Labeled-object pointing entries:
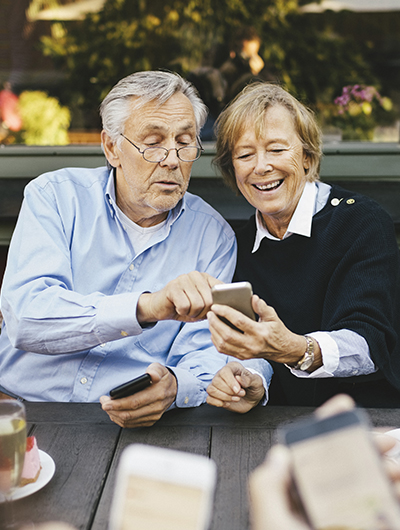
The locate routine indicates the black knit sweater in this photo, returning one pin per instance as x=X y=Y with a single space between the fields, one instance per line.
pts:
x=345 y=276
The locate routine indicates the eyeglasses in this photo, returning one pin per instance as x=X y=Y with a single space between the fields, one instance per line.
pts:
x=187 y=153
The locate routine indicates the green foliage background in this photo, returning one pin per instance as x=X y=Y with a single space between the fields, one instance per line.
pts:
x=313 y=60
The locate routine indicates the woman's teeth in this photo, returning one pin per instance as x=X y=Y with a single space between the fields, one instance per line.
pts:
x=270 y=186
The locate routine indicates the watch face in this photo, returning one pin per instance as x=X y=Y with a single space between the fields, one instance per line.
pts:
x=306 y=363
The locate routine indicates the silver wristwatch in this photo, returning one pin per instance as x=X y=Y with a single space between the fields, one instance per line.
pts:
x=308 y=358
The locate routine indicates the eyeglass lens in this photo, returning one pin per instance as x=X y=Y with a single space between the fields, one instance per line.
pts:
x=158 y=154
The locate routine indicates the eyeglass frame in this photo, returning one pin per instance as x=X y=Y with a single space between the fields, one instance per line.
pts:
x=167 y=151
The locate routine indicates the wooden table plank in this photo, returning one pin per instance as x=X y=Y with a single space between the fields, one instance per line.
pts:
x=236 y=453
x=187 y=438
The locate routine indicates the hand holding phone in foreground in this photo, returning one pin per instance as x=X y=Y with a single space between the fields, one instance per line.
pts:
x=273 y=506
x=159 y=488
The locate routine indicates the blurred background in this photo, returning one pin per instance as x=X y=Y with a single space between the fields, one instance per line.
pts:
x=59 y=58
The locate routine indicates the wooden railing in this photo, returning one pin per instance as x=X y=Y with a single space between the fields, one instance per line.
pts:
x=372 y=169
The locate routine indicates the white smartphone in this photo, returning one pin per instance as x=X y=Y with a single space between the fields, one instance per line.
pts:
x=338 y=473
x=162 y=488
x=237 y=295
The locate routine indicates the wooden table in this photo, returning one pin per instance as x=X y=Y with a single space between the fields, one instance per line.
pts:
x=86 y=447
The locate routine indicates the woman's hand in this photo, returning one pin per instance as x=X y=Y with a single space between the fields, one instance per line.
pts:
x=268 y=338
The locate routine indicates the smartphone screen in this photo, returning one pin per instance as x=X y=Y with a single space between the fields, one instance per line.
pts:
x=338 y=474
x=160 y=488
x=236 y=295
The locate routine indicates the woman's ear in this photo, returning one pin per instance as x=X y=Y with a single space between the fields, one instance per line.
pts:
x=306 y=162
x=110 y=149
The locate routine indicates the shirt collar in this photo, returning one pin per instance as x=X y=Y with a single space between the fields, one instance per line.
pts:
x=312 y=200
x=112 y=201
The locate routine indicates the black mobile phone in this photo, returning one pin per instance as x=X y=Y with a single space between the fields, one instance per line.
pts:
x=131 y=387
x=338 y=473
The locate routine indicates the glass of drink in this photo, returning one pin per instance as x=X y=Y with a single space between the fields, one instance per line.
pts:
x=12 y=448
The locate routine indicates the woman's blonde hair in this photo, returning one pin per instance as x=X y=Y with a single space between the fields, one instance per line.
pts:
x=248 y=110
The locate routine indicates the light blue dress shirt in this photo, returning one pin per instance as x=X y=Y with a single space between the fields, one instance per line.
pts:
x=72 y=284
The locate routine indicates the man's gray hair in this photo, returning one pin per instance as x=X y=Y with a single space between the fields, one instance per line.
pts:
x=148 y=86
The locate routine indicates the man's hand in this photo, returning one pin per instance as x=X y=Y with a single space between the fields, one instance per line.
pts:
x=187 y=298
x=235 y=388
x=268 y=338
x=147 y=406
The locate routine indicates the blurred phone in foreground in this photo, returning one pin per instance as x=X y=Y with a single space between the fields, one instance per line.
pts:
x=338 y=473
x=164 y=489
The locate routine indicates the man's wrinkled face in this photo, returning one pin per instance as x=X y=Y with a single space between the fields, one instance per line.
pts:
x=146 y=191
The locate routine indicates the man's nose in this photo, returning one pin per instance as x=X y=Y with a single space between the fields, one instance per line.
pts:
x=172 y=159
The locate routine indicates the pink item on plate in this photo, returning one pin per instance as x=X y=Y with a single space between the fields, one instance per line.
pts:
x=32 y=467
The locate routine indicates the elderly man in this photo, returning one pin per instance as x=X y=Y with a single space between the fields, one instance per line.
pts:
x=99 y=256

* * *

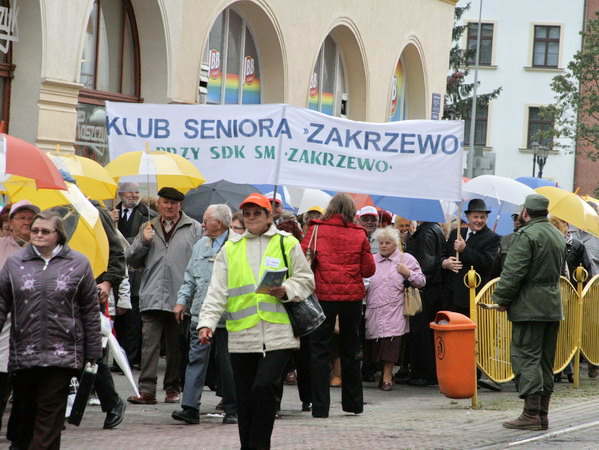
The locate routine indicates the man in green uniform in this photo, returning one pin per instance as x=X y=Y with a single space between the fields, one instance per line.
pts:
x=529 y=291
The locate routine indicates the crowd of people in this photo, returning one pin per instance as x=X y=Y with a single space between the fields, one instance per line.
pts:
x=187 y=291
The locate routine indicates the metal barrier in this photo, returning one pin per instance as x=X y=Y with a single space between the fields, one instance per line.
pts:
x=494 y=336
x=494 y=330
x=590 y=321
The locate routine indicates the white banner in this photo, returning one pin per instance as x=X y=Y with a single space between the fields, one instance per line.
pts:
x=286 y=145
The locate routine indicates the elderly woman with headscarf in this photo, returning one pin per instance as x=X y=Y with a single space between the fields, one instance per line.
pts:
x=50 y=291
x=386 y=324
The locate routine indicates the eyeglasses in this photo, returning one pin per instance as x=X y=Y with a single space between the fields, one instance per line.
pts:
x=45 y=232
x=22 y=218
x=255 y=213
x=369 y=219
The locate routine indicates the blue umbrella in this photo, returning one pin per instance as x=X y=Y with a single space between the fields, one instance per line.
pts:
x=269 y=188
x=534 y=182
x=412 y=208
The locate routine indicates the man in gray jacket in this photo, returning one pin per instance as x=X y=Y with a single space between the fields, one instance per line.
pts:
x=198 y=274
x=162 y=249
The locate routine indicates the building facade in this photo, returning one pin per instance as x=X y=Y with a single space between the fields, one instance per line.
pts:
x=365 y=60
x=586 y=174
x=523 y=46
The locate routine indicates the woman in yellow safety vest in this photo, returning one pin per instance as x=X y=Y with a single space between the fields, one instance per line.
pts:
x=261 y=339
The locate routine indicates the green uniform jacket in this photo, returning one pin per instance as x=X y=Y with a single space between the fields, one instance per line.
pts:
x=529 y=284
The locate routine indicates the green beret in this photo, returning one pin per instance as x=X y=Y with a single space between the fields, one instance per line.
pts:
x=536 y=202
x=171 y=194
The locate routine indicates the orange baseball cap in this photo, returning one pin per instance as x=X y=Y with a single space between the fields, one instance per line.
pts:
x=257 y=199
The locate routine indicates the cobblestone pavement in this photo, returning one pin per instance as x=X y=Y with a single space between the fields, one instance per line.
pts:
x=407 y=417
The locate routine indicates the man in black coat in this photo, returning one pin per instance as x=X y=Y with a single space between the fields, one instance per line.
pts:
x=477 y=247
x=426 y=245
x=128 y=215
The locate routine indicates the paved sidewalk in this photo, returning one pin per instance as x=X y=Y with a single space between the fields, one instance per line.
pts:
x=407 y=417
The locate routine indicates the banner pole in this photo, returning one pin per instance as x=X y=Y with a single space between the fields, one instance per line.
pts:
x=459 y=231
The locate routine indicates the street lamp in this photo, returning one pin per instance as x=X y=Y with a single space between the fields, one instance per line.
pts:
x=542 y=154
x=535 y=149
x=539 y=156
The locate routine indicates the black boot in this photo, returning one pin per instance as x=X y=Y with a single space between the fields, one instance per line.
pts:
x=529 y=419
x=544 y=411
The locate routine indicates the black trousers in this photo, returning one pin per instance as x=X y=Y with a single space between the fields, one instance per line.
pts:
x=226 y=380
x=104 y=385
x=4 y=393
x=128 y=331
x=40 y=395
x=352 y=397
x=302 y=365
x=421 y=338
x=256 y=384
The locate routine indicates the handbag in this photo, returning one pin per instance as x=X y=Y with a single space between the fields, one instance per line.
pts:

## Required work
Revise the entries that begin at the line containing "The locate routine indicates the man in green" and end after the line containing "x=590 y=321", replacing "locate routine" with "pointing tool" and leaving everything else unchanged. Give only those lines.

## Exercise result
The pointing tool indicates the man in green uniform in this photo, returning one pin per instance as x=X y=Y with a single space between the fields, one instance per line.
pts:
x=529 y=291
The pointing tool indicates the crowd of people in this photo, returning one pin per instance as x=X y=Y with a single space between the fields, one instance per line.
pts:
x=187 y=291
The pointing tool indicates the metal barrier in this photo, returning one pin per instance as x=X y=Y with a single space between the fields, one instance per line.
pts:
x=494 y=336
x=494 y=330
x=590 y=321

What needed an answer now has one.